Source data

━━━━━━━━━━━━━━━━

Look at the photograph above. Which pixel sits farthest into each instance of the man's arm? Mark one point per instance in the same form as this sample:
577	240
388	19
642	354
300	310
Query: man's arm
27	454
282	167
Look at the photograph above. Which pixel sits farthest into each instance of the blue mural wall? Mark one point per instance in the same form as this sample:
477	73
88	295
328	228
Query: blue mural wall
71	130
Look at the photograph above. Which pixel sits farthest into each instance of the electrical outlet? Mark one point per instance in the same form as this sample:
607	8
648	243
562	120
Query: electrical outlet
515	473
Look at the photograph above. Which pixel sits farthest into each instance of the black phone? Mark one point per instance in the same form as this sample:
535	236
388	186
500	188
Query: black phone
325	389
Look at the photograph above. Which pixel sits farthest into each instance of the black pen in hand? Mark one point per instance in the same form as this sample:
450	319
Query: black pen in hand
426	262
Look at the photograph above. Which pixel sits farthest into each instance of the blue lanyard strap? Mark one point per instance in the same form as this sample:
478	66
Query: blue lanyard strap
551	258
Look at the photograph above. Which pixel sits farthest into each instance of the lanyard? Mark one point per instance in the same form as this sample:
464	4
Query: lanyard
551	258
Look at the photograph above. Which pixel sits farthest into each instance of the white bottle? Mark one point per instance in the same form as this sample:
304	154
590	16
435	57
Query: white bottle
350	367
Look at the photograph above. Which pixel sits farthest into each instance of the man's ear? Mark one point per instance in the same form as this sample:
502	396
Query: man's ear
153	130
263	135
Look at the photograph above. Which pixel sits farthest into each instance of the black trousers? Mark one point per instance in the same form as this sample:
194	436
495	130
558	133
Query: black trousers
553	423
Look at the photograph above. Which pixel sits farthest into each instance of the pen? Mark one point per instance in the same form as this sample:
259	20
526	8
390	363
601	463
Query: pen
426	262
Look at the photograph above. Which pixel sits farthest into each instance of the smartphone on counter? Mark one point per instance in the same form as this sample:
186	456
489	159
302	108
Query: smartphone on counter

━━━━━━━━━━━━━━━━

INSTRUCTIONS TO FOLLOW: Only the lines with "counter" are needed; find them in the records and copy each one.

SOLVED EXERCISE:
Look at the photograph above. Which pixel sits farthest into each instance of the smartphone on counter? Mark one point per instance in the same form as this sample:
Query: smartphone on counter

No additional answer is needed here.